◆ **Problem**
Pull out every line of the records below that contains the string "flower", and copy each one unchanged.

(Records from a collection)
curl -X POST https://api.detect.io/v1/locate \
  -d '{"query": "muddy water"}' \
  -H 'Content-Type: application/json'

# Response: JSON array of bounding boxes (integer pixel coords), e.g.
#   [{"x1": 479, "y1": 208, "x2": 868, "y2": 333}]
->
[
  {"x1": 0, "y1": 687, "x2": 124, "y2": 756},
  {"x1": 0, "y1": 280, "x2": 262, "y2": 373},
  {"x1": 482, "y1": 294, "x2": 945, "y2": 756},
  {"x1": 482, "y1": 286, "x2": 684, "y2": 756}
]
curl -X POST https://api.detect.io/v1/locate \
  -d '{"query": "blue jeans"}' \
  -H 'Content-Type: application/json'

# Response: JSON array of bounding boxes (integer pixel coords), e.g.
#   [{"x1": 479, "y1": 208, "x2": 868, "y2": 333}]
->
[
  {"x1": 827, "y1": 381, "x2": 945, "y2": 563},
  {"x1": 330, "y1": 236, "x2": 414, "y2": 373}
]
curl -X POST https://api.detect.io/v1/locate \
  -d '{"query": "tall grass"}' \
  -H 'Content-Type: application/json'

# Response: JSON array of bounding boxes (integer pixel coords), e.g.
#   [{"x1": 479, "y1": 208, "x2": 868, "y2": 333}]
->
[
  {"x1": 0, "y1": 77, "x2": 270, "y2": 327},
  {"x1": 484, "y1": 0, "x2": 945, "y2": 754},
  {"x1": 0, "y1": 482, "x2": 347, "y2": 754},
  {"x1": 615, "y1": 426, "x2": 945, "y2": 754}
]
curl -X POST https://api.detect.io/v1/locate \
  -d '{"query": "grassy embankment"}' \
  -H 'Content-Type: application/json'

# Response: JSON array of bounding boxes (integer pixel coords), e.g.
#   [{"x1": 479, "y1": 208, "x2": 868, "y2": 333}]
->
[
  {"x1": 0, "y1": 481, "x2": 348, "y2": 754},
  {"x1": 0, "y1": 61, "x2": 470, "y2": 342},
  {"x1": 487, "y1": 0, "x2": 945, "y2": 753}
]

* * *

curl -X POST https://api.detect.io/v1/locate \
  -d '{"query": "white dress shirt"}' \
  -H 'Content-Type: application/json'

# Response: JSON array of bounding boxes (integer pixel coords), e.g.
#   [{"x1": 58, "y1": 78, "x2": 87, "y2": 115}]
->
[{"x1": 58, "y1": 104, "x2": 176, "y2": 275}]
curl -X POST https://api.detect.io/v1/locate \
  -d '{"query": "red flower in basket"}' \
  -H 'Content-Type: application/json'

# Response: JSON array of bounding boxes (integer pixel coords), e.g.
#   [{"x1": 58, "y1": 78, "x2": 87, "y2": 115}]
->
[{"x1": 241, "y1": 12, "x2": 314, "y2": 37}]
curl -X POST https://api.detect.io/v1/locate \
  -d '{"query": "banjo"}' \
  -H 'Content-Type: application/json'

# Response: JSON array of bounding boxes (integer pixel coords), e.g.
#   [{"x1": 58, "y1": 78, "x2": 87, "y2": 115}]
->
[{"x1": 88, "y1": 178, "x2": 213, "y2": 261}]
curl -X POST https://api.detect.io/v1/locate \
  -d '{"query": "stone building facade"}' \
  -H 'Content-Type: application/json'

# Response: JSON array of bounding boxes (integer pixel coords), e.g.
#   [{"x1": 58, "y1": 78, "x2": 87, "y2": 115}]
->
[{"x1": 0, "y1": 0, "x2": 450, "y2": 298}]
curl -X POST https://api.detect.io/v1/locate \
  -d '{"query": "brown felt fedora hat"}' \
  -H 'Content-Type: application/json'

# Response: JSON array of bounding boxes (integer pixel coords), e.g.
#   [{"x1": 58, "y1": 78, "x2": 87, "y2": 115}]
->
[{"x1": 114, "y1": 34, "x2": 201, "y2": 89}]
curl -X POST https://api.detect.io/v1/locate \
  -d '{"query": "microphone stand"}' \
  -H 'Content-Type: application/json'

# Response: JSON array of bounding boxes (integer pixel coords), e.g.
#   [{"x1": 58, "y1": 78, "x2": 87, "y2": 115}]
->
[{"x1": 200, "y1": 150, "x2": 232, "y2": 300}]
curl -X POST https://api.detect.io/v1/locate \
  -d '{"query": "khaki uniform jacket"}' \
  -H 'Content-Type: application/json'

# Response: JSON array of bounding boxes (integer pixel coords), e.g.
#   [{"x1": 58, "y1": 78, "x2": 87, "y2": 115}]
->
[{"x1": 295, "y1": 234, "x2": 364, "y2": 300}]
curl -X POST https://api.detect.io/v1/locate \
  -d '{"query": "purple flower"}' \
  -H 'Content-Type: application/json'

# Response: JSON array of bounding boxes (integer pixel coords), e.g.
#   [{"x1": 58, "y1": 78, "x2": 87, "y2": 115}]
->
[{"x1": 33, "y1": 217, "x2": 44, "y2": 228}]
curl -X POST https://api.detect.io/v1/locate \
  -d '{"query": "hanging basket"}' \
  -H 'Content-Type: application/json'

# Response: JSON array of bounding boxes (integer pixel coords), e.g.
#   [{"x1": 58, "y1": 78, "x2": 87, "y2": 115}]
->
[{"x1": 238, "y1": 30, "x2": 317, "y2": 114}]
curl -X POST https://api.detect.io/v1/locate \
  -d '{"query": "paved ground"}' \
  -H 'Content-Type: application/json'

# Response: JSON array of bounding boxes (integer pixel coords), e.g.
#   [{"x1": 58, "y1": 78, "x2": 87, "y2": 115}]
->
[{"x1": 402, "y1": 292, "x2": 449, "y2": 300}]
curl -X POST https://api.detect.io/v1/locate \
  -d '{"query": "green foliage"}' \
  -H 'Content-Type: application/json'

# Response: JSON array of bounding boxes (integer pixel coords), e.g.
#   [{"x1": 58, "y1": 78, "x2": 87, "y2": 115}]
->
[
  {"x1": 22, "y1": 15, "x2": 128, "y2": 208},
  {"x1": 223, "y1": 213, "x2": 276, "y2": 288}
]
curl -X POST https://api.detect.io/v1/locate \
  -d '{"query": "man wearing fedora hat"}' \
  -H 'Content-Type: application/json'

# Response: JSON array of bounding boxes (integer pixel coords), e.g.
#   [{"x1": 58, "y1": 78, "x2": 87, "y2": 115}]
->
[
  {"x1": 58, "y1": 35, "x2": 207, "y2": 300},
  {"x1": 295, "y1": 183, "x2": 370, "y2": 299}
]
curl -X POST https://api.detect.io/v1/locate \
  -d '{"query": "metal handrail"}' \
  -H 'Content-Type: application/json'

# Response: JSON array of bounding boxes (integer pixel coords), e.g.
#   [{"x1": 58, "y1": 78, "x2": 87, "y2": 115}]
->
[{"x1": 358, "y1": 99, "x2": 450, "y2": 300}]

◆ **Result for this task**
  -d '{"query": "red flower in basket"}' \
  -d '{"query": "purple flower"}' \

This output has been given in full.